---------- Stored data ----------
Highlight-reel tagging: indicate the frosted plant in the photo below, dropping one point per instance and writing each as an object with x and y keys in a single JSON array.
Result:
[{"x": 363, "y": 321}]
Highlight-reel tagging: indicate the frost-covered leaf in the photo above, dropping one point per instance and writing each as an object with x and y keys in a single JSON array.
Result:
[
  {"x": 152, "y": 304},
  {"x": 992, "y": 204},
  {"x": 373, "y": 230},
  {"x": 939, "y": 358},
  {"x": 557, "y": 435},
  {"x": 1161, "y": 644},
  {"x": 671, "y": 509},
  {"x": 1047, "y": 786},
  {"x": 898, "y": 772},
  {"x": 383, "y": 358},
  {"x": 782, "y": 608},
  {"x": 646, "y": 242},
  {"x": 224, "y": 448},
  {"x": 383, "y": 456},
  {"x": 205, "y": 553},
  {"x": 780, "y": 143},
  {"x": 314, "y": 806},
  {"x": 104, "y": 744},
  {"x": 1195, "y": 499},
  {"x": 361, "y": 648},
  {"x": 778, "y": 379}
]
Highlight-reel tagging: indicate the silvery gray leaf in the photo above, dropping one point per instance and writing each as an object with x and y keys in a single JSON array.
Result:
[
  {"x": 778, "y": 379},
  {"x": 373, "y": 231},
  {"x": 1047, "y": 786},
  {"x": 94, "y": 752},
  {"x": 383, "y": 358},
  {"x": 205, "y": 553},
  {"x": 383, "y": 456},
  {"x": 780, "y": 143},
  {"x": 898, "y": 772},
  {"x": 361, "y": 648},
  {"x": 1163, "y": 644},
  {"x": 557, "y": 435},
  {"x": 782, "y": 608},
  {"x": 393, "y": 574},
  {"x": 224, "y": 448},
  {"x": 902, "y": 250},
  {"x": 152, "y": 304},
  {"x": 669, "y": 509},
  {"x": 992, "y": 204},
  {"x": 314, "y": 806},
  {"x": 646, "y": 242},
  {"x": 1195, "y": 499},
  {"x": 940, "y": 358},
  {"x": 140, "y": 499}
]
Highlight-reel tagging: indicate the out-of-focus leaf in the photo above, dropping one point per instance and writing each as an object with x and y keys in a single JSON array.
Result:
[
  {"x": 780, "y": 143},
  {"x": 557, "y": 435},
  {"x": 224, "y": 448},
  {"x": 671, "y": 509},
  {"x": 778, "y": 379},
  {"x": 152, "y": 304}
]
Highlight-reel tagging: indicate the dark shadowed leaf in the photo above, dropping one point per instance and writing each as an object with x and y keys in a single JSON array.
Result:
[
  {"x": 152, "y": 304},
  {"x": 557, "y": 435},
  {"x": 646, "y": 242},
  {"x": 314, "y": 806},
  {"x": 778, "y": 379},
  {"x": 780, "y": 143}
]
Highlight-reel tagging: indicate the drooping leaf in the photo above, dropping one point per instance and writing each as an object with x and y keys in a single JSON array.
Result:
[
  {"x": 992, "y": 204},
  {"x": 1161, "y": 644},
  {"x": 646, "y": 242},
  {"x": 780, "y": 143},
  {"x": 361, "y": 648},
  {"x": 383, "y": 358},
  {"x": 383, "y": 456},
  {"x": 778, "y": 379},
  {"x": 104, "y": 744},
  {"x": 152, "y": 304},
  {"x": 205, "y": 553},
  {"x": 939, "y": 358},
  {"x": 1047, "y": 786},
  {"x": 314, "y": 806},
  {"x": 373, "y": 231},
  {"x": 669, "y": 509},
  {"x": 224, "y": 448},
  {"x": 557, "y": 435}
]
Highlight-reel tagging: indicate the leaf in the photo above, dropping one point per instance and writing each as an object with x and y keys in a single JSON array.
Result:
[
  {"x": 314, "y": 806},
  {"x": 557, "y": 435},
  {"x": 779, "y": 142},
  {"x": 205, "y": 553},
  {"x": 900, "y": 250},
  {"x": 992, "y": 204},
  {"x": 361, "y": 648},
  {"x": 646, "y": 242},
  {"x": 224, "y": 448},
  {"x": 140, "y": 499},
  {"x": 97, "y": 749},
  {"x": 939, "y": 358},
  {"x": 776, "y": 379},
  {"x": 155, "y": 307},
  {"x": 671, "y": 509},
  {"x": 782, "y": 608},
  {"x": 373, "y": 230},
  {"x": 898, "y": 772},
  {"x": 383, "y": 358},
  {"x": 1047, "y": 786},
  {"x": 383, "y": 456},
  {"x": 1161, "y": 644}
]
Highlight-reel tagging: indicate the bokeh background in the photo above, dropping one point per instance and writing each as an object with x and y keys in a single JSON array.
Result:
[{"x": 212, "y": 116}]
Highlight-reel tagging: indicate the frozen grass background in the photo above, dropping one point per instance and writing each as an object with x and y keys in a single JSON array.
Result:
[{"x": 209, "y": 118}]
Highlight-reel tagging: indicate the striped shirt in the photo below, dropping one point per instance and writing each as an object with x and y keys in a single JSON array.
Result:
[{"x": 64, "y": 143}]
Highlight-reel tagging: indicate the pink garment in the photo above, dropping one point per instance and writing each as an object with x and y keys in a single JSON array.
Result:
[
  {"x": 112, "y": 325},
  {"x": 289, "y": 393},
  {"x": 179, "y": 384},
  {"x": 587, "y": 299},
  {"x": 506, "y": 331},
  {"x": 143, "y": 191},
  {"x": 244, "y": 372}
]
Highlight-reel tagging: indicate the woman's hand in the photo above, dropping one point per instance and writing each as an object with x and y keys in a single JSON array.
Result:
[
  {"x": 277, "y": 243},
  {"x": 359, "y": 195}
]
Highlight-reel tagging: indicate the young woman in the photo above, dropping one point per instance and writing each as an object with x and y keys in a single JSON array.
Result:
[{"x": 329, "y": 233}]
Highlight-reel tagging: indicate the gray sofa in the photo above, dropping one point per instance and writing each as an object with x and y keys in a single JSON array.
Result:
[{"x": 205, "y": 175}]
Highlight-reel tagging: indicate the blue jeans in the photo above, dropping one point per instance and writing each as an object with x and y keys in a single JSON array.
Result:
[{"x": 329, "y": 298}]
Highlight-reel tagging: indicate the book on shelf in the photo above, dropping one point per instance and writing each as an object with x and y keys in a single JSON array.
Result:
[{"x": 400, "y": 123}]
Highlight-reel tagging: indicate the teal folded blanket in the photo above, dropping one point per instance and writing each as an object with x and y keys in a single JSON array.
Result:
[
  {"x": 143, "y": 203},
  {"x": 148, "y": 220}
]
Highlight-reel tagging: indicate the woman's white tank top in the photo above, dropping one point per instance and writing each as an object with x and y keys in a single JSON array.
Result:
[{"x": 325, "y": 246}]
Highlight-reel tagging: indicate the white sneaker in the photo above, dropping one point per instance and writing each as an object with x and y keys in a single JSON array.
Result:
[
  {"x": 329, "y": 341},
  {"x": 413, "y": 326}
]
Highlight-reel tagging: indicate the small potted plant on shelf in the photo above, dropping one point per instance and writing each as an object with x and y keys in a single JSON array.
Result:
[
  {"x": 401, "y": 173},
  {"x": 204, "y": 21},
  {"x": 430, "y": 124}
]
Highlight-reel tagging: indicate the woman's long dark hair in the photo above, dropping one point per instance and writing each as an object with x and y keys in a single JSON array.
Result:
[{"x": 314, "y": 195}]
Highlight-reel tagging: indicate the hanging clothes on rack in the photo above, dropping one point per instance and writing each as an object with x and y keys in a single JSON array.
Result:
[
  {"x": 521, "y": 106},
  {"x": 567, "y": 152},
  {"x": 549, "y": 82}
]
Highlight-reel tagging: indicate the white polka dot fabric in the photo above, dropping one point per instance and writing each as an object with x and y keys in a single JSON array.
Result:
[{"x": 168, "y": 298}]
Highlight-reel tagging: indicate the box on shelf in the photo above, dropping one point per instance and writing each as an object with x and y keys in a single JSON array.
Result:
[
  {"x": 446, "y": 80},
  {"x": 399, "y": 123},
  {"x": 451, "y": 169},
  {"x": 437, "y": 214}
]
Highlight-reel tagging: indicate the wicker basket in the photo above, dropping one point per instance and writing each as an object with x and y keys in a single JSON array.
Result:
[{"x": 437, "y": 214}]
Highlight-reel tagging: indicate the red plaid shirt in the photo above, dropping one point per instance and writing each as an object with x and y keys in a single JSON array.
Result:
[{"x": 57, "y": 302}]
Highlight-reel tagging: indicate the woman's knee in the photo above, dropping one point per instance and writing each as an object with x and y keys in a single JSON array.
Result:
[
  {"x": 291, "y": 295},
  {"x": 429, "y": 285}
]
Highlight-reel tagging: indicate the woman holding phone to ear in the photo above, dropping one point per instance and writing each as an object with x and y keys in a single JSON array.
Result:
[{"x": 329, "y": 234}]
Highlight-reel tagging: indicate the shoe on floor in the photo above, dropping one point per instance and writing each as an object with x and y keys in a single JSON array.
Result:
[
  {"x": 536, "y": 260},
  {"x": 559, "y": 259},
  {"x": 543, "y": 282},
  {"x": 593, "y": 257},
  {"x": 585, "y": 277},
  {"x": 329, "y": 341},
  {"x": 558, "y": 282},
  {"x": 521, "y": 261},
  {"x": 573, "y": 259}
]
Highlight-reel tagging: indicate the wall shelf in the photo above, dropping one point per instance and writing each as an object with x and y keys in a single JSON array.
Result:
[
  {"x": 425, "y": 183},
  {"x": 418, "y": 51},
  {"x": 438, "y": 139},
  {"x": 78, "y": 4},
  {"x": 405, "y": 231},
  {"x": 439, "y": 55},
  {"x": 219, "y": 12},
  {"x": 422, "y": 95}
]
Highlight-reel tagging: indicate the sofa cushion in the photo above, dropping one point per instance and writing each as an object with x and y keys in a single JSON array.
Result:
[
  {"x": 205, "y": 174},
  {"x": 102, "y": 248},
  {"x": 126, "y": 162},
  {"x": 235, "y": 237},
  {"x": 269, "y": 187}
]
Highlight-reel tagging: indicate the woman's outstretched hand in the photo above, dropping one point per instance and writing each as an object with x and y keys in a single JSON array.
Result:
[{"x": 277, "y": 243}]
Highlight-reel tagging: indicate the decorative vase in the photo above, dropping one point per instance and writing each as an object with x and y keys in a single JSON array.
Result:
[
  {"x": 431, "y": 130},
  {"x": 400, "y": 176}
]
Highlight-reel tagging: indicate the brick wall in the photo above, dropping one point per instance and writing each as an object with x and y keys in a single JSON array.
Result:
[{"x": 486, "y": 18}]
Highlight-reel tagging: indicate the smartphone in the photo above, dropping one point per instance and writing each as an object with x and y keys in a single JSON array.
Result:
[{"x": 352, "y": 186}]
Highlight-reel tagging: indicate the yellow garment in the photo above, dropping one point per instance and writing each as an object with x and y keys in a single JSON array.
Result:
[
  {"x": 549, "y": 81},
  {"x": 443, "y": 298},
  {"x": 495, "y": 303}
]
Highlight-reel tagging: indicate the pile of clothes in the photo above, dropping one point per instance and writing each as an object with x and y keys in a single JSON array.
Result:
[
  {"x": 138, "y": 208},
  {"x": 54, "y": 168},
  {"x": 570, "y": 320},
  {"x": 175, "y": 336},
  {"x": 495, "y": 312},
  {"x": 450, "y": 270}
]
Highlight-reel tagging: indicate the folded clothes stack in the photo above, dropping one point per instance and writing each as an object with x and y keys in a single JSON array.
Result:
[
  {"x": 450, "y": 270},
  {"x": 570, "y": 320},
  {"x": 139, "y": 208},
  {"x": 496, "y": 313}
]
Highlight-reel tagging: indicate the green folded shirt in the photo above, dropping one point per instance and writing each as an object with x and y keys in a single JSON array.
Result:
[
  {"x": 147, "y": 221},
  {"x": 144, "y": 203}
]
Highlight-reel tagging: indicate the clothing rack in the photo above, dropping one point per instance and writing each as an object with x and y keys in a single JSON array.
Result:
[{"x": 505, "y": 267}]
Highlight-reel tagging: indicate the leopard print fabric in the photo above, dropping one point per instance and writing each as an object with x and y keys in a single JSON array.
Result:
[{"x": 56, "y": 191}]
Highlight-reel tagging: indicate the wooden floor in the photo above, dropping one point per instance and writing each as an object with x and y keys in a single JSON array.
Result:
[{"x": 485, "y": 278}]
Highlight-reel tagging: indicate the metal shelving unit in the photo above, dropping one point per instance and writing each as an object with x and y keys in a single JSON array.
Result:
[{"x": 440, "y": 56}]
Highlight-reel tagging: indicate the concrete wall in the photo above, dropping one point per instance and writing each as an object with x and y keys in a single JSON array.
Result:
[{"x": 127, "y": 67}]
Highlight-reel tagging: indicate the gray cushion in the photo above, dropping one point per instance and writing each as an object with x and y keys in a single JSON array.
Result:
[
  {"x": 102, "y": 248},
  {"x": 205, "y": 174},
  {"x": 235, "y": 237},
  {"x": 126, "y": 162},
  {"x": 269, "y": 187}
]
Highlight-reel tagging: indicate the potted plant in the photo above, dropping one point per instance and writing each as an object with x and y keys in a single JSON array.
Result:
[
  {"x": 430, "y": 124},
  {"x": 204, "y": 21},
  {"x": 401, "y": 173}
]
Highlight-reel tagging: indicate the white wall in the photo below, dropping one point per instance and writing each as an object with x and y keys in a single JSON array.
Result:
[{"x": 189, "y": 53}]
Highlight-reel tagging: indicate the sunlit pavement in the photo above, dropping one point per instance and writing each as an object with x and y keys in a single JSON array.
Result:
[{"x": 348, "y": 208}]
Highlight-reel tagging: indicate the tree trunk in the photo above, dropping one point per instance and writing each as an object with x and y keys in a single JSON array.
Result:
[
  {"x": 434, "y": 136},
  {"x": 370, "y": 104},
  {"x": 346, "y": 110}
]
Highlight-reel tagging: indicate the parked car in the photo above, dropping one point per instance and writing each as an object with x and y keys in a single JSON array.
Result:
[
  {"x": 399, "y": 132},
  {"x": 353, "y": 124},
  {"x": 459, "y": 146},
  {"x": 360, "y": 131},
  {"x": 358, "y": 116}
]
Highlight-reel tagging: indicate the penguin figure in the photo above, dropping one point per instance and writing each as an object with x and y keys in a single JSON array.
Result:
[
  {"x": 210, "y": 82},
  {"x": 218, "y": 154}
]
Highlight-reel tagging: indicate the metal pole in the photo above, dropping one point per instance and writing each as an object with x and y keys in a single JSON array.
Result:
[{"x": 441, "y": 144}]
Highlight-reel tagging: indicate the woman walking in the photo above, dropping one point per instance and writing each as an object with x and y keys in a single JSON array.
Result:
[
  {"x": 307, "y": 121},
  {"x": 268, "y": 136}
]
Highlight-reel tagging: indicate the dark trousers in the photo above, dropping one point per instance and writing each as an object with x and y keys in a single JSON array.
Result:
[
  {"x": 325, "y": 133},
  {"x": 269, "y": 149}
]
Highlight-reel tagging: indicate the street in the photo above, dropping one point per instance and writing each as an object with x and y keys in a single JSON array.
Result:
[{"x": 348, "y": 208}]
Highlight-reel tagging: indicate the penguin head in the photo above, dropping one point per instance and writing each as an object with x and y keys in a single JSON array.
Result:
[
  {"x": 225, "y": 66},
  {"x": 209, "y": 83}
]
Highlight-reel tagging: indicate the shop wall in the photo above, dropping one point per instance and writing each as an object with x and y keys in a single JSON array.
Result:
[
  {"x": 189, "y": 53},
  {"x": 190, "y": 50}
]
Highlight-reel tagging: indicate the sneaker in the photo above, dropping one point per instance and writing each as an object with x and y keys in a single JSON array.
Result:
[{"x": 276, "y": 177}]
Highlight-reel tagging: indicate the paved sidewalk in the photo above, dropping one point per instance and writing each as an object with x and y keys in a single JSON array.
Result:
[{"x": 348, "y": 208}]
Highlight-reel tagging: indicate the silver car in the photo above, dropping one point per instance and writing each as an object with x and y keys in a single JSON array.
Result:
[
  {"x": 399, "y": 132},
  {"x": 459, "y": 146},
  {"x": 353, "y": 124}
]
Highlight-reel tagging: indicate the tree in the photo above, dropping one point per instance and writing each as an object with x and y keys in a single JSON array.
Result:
----------
*Stated problem*
Locate "Highlight-reel tagging: indicate the shop" in the material, then quote the line that contains it and all lines after it through the final one.

*Written reply*
Highlight-reel tagging: indicate the shop wall in the photo above, dropping one point per instance and writing each as an object with x and y keys in a single JSON array.
Result:
[
  {"x": 189, "y": 53},
  {"x": 190, "y": 50}
]
Highlight-reel tagging: indicate the sneaker in the photo above, dropping one point per instance and writing each as an object with x and y keys in a single JSON array.
Result:
[{"x": 276, "y": 177}]
Highlight-reel tagging: indicate the paved sidewalk in the photo above, dropping one point per instance and writing each as an object with x and y keys in a single JSON array.
Result:
[{"x": 348, "y": 208}]
Highlight-reel tagging: indicate the silver car in the photo above, dropping one point per instance and writing each as an object with x and y keys in a single JSON array.
Result:
[
  {"x": 399, "y": 132},
  {"x": 459, "y": 146},
  {"x": 353, "y": 124}
]
Highlight-reel tagging: indicate the tree in the photo above, dropping one point per instance and writing each as an object with x and y keys in a single JSON array.
Result:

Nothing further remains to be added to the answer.